Two recent deaths at Chicago-area nursing homes highlight a growing problem not just of poor care, nursing home advocates say, but of difficulty in holding those responsible accountable.
In both cases, families reluctantly put their elderly mothers with dementia into nursing homes. Both cases ended tragically when the mothers died with severe infections due to bed sores.
The cases resulted in legal judgments against the nursing homes, but plaintiffs said neither has been paid. The nursing homes were managed by Infinity Healthcare Management of Illinois LLC, and other businesses that are part of the portfolio of Strawberry Fields REIT, a real estate investment fund trust that takes rent from nursing homes that its affiliates also operate.
There were 30 lawsuits consolidated between 2019 and 2025 involving companies associated with Strawberry Fields CEO Moishe Gubin, according to the plaintiffs’ lawyers in many of the cases, Levin & Perconti. The total amount the lawyers say is owed in these cases is nearly $5 million.

**Records provided**
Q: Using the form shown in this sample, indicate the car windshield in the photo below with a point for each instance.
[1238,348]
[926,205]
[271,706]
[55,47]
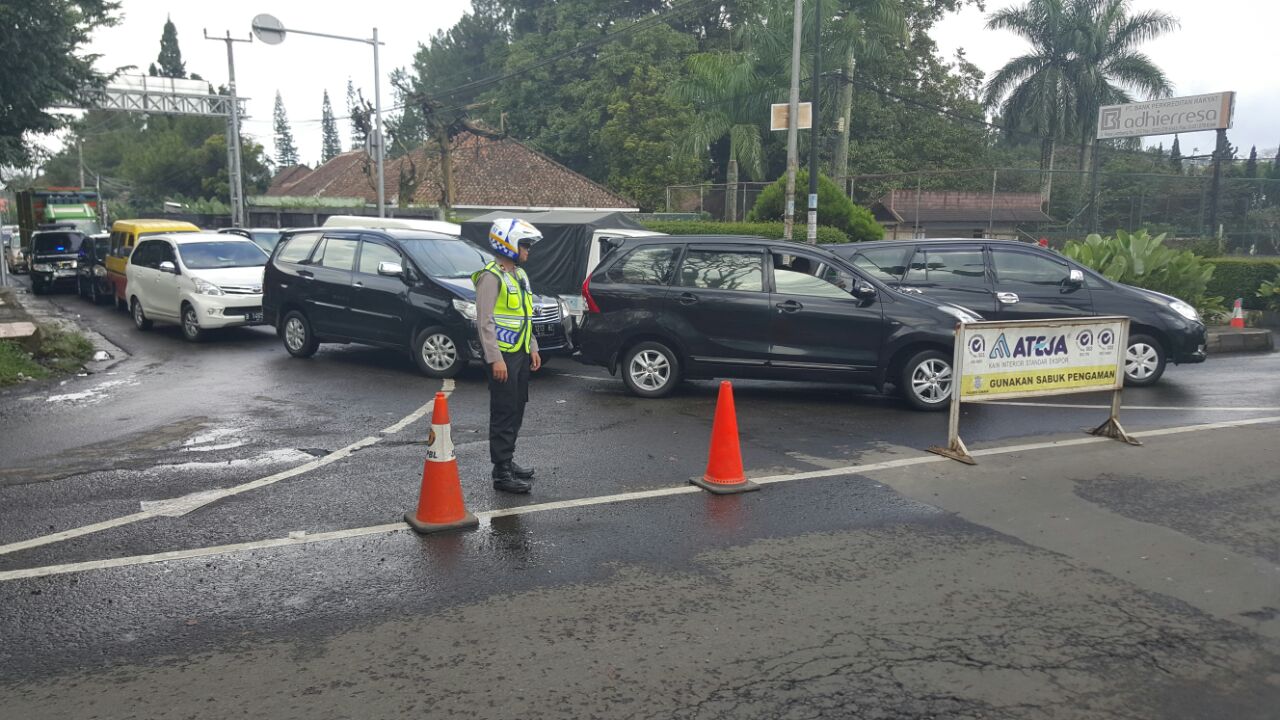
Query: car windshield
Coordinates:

**Work instruction**
Write the next part of the article on Chicago-area nursing home deaths, picking up after its final sentence. The items are unrelated to the text and stand as separate material.

**Response box**
Gubin and Strawberry Fields could not immediately be reached for comment. Affected families plan to hold a news conference Tuesday morning in downtown Chicago to demand accountability.
The cases highlight common problems, advocates say, involving nursing homes that are run by a confusing web of shell corporations that avoid financial liability and increasingly are under- or uninsured, leaving them unable to compensate victims.
“It was a slap in the face,” said Leslie Adams, whose mother, Shirley Adams, died after going into a nursing home. “The negligence of this was unbelievable. She had bed sores, surgeries and a colostomy. We thought a nursing home would be a place that would care for loved ones.”
Shirley Adams was able to walk with a cane before she went into Lakeview Rehabilitation and Nursing Center in 2021. Her family said they brought her there because she had dementia and needed care around the clock, which they could no longer provide.
But when they visited her at the facility, they were surprised to find she was confined to a wheelchair, and later to bed. She developed painful bed sores that went to the bone, and which forced her to undergo multiple surgeries to remove infected tissue. She died at age 79 in 2023.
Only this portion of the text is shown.